------ RECORD LIST
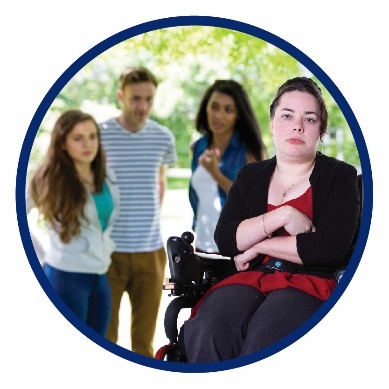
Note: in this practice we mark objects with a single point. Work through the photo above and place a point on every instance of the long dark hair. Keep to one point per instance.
(246, 124)
(56, 188)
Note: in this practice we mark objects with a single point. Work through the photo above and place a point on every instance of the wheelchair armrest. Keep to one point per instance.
(212, 262)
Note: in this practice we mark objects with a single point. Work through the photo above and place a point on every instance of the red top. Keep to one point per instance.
(266, 282)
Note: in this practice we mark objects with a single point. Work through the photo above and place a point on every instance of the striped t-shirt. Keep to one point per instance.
(136, 159)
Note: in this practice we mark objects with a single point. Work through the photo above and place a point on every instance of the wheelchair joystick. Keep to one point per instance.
(187, 237)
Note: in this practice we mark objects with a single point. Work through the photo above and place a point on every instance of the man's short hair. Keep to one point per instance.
(135, 74)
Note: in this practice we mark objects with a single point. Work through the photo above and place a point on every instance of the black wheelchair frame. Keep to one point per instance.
(193, 273)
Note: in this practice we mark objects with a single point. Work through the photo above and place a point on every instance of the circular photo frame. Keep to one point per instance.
(211, 22)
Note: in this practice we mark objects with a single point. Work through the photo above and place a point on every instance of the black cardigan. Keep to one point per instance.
(336, 207)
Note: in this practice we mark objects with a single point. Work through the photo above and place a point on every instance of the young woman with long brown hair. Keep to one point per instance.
(78, 199)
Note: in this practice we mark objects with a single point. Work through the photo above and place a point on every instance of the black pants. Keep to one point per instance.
(236, 320)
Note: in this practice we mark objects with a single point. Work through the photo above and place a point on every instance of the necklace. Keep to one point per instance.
(90, 185)
(286, 191)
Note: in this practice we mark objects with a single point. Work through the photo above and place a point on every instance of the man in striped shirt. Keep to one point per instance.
(139, 150)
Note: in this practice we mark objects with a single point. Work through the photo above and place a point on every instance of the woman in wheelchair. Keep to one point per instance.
(288, 222)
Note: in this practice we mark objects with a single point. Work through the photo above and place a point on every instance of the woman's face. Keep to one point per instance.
(82, 142)
(296, 126)
(222, 113)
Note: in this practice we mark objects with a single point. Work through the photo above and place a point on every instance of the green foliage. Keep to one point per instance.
(186, 60)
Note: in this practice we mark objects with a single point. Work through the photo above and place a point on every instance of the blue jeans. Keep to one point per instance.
(87, 295)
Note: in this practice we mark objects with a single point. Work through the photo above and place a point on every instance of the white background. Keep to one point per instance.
(39, 40)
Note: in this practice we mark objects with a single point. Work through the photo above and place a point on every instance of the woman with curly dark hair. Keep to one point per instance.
(231, 138)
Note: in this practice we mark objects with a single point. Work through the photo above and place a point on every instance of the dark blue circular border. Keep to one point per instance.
(175, 22)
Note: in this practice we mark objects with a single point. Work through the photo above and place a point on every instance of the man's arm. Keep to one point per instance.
(162, 182)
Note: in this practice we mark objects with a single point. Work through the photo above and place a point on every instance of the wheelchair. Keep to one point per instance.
(193, 273)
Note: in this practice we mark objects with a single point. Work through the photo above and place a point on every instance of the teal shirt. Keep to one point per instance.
(104, 205)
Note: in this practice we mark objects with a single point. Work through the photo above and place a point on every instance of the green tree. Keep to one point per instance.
(186, 60)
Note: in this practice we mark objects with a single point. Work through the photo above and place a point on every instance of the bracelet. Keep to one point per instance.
(263, 225)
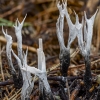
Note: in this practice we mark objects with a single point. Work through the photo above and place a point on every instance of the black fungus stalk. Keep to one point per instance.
(64, 61)
(87, 76)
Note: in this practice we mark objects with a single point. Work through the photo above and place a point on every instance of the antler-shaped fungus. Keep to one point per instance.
(41, 73)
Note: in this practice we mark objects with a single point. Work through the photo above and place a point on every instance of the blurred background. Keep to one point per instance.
(41, 19)
(41, 23)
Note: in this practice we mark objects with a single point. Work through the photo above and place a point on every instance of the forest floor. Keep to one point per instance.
(41, 23)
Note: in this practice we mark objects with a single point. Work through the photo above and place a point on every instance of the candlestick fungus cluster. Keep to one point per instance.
(82, 31)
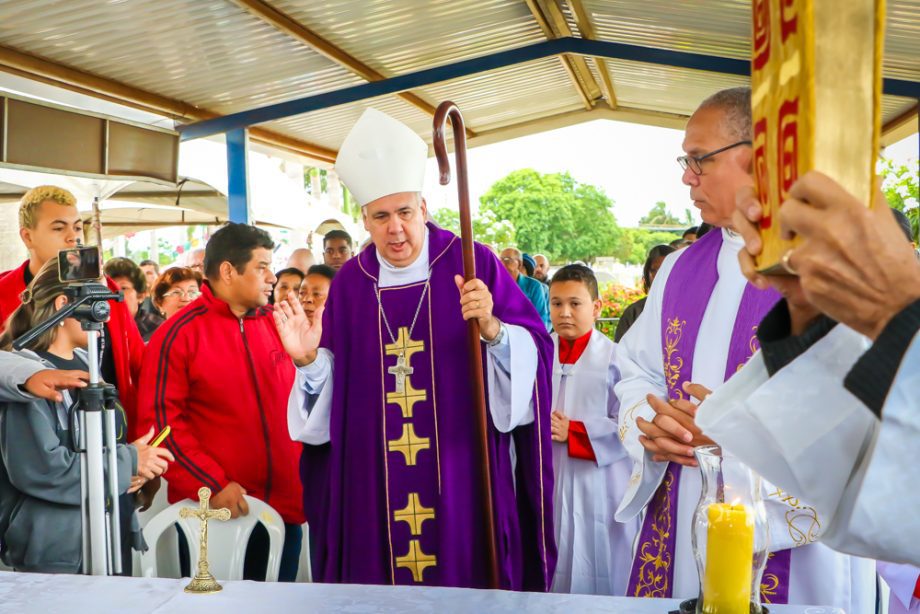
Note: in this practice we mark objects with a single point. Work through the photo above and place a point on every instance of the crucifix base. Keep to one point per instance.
(203, 583)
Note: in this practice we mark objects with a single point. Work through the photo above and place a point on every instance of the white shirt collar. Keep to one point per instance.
(400, 276)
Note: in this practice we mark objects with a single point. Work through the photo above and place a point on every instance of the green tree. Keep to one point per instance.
(486, 227)
(902, 190)
(554, 215)
(660, 216)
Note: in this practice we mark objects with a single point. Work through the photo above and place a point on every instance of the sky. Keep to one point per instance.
(635, 165)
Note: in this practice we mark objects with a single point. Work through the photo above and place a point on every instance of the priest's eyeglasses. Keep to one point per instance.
(695, 163)
(191, 293)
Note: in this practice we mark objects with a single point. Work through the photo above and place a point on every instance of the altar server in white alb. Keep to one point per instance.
(591, 466)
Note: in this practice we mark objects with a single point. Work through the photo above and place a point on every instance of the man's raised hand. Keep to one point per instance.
(299, 337)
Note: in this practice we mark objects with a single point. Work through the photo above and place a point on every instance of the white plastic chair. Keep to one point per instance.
(305, 569)
(227, 541)
(167, 547)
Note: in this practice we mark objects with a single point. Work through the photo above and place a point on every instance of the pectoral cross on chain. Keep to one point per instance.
(401, 370)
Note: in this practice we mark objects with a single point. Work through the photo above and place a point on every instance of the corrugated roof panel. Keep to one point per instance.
(400, 36)
(714, 27)
(902, 40)
(330, 126)
(662, 88)
(211, 54)
(722, 28)
(895, 106)
(510, 95)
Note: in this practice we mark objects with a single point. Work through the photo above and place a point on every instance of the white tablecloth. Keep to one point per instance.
(47, 594)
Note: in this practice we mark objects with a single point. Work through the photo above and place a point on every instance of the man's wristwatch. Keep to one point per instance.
(498, 337)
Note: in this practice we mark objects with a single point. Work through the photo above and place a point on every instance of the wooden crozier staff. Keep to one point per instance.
(449, 109)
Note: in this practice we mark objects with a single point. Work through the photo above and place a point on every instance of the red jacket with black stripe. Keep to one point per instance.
(222, 384)
(127, 343)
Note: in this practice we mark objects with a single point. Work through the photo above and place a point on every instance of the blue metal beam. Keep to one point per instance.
(422, 78)
(238, 176)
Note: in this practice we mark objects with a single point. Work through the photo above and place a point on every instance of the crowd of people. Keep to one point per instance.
(341, 393)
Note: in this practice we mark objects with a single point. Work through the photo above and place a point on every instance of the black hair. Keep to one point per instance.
(659, 251)
(579, 273)
(337, 234)
(234, 243)
(321, 269)
(125, 267)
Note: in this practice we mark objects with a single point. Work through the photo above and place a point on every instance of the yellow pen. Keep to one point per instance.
(160, 437)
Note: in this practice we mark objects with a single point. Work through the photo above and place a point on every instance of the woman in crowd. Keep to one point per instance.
(656, 256)
(173, 290)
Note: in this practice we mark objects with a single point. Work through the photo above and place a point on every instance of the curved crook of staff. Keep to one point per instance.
(449, 109)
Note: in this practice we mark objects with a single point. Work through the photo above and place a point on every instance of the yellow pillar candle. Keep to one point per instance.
(729, 559)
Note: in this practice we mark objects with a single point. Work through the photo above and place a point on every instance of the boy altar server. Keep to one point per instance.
(592, 467)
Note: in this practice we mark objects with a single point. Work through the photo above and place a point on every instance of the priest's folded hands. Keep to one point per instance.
(672, 434)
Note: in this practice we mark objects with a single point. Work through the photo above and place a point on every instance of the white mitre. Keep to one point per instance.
(381, 156)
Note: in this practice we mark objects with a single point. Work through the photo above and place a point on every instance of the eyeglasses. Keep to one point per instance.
(191, 294)
(694, 163)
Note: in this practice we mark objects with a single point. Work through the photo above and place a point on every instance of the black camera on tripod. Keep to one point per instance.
(93, 413)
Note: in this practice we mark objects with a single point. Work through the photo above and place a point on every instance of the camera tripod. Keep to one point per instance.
(94, 415)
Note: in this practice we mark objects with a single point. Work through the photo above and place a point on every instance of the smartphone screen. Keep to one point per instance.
(79, 264)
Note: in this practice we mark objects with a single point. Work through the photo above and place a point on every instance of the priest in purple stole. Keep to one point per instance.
(384, 389)
(699, 325)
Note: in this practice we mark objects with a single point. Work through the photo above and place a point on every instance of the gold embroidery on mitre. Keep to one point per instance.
(673, 364)
(416, 560)
(414, 514)
(409, 444)
(653, 555)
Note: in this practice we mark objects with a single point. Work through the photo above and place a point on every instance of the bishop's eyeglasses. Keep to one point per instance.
(695, 163)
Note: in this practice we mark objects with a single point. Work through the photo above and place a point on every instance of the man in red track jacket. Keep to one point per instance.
(217, 374)
(49, 222)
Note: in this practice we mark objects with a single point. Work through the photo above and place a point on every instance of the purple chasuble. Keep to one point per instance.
(686, 296)
(400, 480)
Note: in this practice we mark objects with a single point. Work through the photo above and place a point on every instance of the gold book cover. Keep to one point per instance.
(816, 81)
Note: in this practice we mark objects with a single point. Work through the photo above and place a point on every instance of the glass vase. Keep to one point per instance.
(730, 535)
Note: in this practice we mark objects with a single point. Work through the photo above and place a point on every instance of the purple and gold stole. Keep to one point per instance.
(686, 296)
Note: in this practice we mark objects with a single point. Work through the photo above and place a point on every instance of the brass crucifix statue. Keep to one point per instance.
(203, 582)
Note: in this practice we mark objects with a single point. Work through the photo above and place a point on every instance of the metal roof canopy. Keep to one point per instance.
(514, 66)
(559, 46)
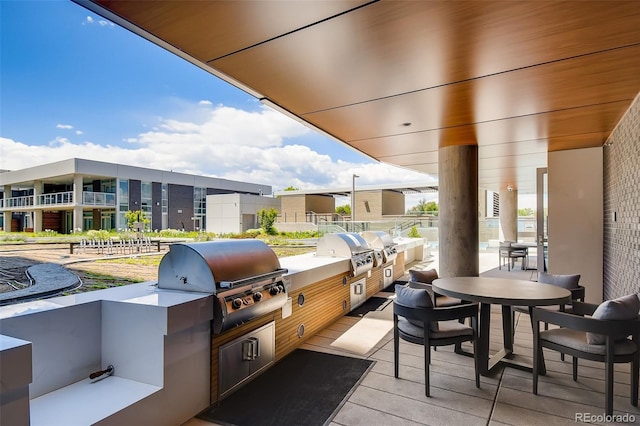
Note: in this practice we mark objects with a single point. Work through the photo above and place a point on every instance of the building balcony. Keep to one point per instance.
(57, 199)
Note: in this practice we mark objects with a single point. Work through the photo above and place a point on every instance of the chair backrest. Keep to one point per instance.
(564, 281)
(411, 313)
(425, 277)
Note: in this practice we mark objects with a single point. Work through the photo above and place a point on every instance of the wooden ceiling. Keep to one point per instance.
(397, 80)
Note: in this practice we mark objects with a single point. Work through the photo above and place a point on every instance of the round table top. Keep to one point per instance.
(502, 291)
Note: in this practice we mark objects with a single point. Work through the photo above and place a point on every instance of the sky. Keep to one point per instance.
(73, 84)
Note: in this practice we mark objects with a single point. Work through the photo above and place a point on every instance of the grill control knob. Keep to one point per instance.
(236, 303)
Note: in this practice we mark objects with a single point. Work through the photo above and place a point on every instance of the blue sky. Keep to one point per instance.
(75, 85)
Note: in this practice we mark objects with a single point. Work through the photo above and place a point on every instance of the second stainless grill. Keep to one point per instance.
(348, 245)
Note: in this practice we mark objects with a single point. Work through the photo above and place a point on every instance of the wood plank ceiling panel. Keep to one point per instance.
(207, 30)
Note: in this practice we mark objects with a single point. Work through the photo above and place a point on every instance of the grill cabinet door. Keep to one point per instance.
(244, 357)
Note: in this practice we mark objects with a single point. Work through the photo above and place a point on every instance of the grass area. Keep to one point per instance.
(139, 260)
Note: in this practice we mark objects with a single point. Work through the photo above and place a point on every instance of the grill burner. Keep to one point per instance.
(383, 243)
(348, 245)
(244, 275)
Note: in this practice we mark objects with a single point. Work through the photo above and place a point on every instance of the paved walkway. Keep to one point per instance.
(49, 279)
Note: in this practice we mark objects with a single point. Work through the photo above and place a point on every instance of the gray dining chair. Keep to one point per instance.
(424, 279)
(417, 320)
(568, 281)
(510, 254)
(593, 332)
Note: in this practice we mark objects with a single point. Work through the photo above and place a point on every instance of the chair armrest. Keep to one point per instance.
(446, 313)
(577, 293)
(587, 324)
(583, 308)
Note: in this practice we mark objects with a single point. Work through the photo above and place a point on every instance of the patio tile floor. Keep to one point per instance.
------------
TASK INSTRUCTIONS: Reproduce only the lines running from the one with "burner. Keep to one point per instance." through the final line of the listing above, both ends included.

OUTPUT OF THE EXERCISE:
Note: in this practice we mark objects with a single point. Work through the photo above and place a point on every instance of the grill burner. Keep to one point per instance.
(383, 243)
(348, 245)
(244, 275)
Note: in this practice we mark objects with a single point. Work through the photo above and place a point on every instance of the paved walkway. Keep to one point per instance.
(49, 279)
Note: in this practice we mark objects with a single point. Work through the photo above and place a point on every instance of the gray dining chair. Keep to one point per instance.
(424, 279)
(417, 320)
(568, 281)
(510, 254)
(593, 332)
Note: in this practice we mark objects with a single point. Work through the photo above and place a point on every instance of the chair armrest. Keep to one point per instance.
(446, 313)
(577, 293)
(587, 324)
(583, 308)
Note: in this practice we mark objects with a single point. Work through the photo above and place a point on every instance of the patio tile floor. Keep to one point per instance.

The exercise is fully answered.